(Saved entries)
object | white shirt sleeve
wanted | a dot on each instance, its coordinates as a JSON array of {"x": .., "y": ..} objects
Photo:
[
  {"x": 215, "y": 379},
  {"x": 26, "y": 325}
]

» Work to complete:
Your answer must hold the line containing "wanted | a dot" and all lines after it in the entries above, exactly, and nothing else.

» Response for this exercise:
wanted | a dot on each instance, its coordinates as a JSON array of {"x": .., "y": ..} objects
Photo:
[
  {"x": 215, "y": 379},
  {"x": 26, "y": 325}
]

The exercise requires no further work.